= INFORMATION GIVEN =
========================================================================

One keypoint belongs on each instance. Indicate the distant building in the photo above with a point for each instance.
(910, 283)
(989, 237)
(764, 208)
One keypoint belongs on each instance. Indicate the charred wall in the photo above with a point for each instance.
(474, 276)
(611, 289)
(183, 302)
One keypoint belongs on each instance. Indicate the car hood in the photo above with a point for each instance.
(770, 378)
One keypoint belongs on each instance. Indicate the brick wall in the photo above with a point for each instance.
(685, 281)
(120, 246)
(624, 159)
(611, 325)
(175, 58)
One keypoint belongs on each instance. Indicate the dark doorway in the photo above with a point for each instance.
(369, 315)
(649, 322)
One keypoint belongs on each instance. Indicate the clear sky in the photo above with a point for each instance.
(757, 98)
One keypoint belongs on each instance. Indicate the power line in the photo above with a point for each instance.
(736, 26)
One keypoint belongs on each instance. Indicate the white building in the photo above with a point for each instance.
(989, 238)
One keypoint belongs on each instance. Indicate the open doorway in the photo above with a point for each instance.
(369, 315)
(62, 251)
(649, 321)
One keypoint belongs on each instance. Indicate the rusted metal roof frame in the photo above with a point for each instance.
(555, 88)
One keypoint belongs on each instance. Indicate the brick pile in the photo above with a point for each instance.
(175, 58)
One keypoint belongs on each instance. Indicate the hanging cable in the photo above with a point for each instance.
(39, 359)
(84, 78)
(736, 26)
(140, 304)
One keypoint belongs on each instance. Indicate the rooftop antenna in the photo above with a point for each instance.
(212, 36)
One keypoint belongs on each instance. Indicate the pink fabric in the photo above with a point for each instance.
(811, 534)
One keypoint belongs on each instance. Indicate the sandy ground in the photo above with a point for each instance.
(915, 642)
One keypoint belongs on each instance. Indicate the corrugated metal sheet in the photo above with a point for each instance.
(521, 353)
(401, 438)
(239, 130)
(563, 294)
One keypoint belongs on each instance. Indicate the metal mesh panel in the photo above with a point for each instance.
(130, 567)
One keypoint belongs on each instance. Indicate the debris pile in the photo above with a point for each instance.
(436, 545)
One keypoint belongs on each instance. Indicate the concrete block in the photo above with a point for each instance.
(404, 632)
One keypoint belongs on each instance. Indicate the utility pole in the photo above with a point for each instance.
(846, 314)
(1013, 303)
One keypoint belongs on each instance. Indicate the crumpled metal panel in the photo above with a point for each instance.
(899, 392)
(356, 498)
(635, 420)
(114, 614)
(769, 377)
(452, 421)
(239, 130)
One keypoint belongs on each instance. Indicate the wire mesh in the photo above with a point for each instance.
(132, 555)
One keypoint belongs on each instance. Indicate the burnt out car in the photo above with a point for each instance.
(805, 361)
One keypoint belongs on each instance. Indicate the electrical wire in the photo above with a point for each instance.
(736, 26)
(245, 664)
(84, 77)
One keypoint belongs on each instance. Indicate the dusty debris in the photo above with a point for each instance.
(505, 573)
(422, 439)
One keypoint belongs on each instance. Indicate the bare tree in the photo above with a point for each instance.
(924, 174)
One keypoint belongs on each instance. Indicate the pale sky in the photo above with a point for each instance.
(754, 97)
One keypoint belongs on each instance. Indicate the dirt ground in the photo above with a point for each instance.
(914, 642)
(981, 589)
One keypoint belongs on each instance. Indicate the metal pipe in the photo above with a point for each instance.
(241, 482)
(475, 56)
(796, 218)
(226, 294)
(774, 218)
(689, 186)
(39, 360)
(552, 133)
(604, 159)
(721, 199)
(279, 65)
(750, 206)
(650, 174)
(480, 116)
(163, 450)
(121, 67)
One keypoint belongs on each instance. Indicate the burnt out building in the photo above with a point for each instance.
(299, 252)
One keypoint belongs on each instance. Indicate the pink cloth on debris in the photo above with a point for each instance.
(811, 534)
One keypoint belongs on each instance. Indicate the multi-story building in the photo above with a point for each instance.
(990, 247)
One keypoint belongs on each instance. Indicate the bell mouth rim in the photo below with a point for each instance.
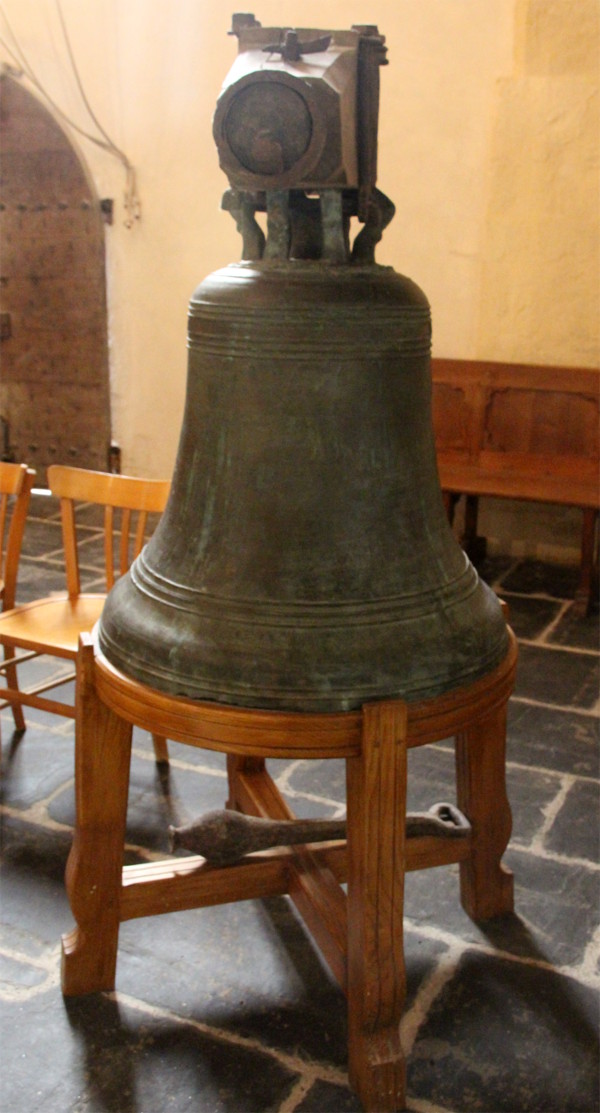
(334, 698)
(302, 612)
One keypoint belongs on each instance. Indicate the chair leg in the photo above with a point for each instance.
(12, 681)
(95, 865)
(376, 810)
(160, 749)
(487, 886)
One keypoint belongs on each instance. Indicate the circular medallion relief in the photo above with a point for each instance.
(268, 128)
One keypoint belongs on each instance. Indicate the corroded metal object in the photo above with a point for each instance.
(304, 560)
(224, 837)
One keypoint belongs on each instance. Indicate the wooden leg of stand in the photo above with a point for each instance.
(160, 749)
(95, 864)
(487, 886)
(376, 809)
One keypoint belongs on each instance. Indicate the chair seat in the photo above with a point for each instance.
(52, 624)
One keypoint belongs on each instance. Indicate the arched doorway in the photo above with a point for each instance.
(53, 382)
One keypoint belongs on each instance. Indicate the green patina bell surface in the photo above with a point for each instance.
(304, 560)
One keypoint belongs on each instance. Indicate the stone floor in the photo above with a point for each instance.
(230, 1010)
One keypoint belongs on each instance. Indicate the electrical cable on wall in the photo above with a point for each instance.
(131, 203)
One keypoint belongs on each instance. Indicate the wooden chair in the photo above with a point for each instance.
(51, 626)
(16, 483)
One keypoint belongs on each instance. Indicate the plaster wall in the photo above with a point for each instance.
(488, 140)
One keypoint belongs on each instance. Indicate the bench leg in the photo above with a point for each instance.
(95, 865)
(487, 886)
(376, 809)
(587, 591)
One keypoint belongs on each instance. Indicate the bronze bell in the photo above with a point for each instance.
(304, 560)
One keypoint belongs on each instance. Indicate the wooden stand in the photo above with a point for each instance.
(360, 935)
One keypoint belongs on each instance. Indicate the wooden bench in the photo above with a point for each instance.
(519, 431)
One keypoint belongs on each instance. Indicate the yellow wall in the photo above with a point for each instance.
(487, 147)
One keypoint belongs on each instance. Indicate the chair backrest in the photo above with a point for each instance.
(134, 498)
(16, 483)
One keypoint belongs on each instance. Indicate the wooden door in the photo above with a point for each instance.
(53, 380)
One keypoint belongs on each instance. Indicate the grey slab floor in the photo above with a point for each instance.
(232, 1010)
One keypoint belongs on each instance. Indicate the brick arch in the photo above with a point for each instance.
(55, 384)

========================================================================

= STATED PROBLEM =
Swap "Indicate" for "Mark" throughout all the items above and write them out again with nothing else changed, leaving out the pictures.

= SOLUTION BELOW =
One keypoint belongs on each instance. Mark the distant building in the photo above with a point for each instance.
(910, 283)
(989, 237)
(764, 208)
One keypoint belongs on each instance. Mark the charred wall in the photo above with a point for each instance.
(474, 276)
(611, 289)
(183, 302)
One keypoint belongs on each instance. Mark the car hood in the photo above with a point for each instance.
(770, 378)
One keypoint belongs on each instance. Mark the brick wall in the photo above with a point for each instance.
(685, 281)
(120, 246)
(624, 159)
(611, 325)
(175, 58)
One keypoint belongs on each instance. Mark the dark doorway in the photo above with a point for each instance.
(369, 315)
(649, 322)
One keypoint belongs on each instance. Mark the clear sky in the photo above with a point for each instance.
(757, 98)
One keypoint belongs on each instance. Mark the power line in the photo above with a point for each instance.
(736, 26)
One keypoint belongs on each instance. Mark the white building in the photo above with a point for each instance.
(989, 238)
One keypoint belongs on each instance. Mark the open doorway in the photo above with a point for each instance.
(369, 315)
(62, 251)
(649, 321)
One keypoint belongs on each instance. Mark the rusted metal roof frame in the photo above with a point for each instance.
(555, 88)
One keypoint belongs on each instance. Mark the brick pile in the photo above with a point for each instance.
(175, 58)
One keypoint belongs on each instance. Mark the hanging cable in the photo above with a point for each instance.
(39, 359)
(84, 78)
(736, 26)
(140, 304)
One keypoint belongs on each instance. Mark the rooftop antenna in the photo above with a point for each instance.
(212, 36)
One keypoint belongs on each instance. Mark the pink fabric in the photo above with a point for each instance.
(811, 534)
One keypoint belongs on each instance. Mark the sandy ground in the photo above with a point for each instance.
(915, 642)
One keypoint belongs on each instance. Mark the corrugated metal sheet in the photo above with a point for each instance.
(521, 353)
(401, 438)
(239, 130)
(563, 294)
One keypoint belongs on each instance. Mark the metal mesh panel in the photo above with a point for each instance.
(130, 567)
One keypoint belongs on each instance. Mark the debris pile in the photo above with a point for each instance.
(436, 545)
One keypoint belongs on each instance. Mark the concrete block in the photo above with a point for each instance.
(404, 632)
One keypoint belongs on each instance. Mark the utility pole in the photo above with a point for each instance.
(846, 314)
(1013, 303)
One keypoint belongs on each instance. Mark the crumpled metal panel in the photo above with a point for each instance.
(899, 392)
(356, 498)
(635, 420)
(114, 614)
(769, 377)
(452, 421)
(239, 130)
One keypoint belongs on each instance. Mark the wire mesh in the photo above with a point for each instance.
(132, 555)
One keypoint belongs on each instance. Mark the burnt out car in the photo above with a point for each instance.
(805, 361)
One keypoint belongs on each instance. Mark the electrical wire in the photo above with a point for each instance.
(736, 26)
(245, 664)
(84, 77)
One keypoint belongs on each instance. Mark the dusty debris in the photo above with a point for each instance.
(505, 573)
(422, 439)
One keypoint belongs on each instance. Mark the bare tree in the photo above with a point for each instance.
(924, 174)
One keypoint belongs on each instance. Mark the pale sky in the photo above with a point for each instance.
(754, 97)
One keypoint belongs on each instance. Mark the dirt ground in the photo above with a point for each instance.
(914, 642)
(981, 589)
One keypoint belongs on each instance. Mark the metal pipe in the photo above with a point for each instance.
(241, 482)
(475, 56)
(796, 218)
(226, 294)
(774, 218)
(689, 186)
(39, 360)
(552, 133)
(604, 159)
(721, 199)
(279, 65)
(750, 206)
(650, 174)
(480, 116)
(163, 450)
(121, 67)
One keypoint belongs on each instance. Mark the burnt out building in the photo above with a point for each instance.
(299, 252)
One keypoint belongs on each instance. Mark the pink cloth on debris in the photo above with a point for each instance.
(811, 534)
One keypoint belongs on each instance. Mark the multi-story building in the photo above with a point for each instance.
(990, 247)
One keypoint belongs on each instance. Mark the bell mouth rim in the photo below with a point for each instance.
(334, 698)
(302, 612)
One keypoint belongs on each instance. Mark the chair leg in the photo above with a point for each instance.
(12, 681)
(95, 865)
(376, 810)
(160, 749)
(487, 886)
One keypoint belongs on each instance. Mark the circular medallion relief in the photo above with a point for each instance.
(268, 128)
One keypoint belongs on each instance. Mark the corroded metal object in the photo above with a point for each instance.
(304, 560)
(224, 837)
One keypoint belongs on each instance. Mark the wooden leg of stand in the photo above with a point for each instance.
(160, 749)
(95, 864)
(487, 886)
(376, 809)
One keypoint belongs on each instance. Mark the chair seat in the photo above with a point for each instance.
(52, 624)
One keypoint belongs on each instance. Mark the arched doorway in the photo above with a point for each instance.
(53, 382)
One keypoint belongs on each instance. Mark the green patina bell surface in the photo above with a point for each instance.
(304, 560)
One keypoint belongs on each instance. Mark the stone floor in the photo above with a point for each instance.
(230, 1010)
One keypoint belongs on each instance. Mark the electrical cable on wall in the photo above with a point for each instance.
(131, 203)
One keypoint belongs on each instance. Mark the wooden chair in the photo above with a point for each instance.
(51, 626)
(16, 483)
One keypoint belongs on each instance. Mark the plaster wall in the photo above with a point for each instance.
(488, 140)
One keypoint belongs on each instance. Mark the bench leg in the photo above with a point for each instance.
(95, 865)
(487, 886)
(376, 809)
(587, 591)
One keypoint belongs on each instance. Mark the bronze bell in the photo above with a point for each instance.
(304, 560)
One keypoint belongs on each instance. Mark the wooden stand in the photo above with a point for each instance.
(360, 935)
One keypoint belongs on each instance. Mark the wooden bench in the photo above with a point for each instance.
(519, 431)
One keypoint belongs on each instance. Mark the yellow wall in the photo above with a point for each instance.
(487, 147)
One keypoint belongs on each instance. Mark the chair backrest in the photo above with a point for each instance.
(134, 498)
(16, 483)
One keypoint belongs on each instance. Mark the wooden door in the photo above with a point for each instance.
(53, 380)
One keypoint belongs on each instance. Mark the grey slab floor in the photo above with a point for each instance.
(232, 1010)
One keypoint belongs on each instance. Mark the brick arch in the photo above with a point for each instance.
(55, 384)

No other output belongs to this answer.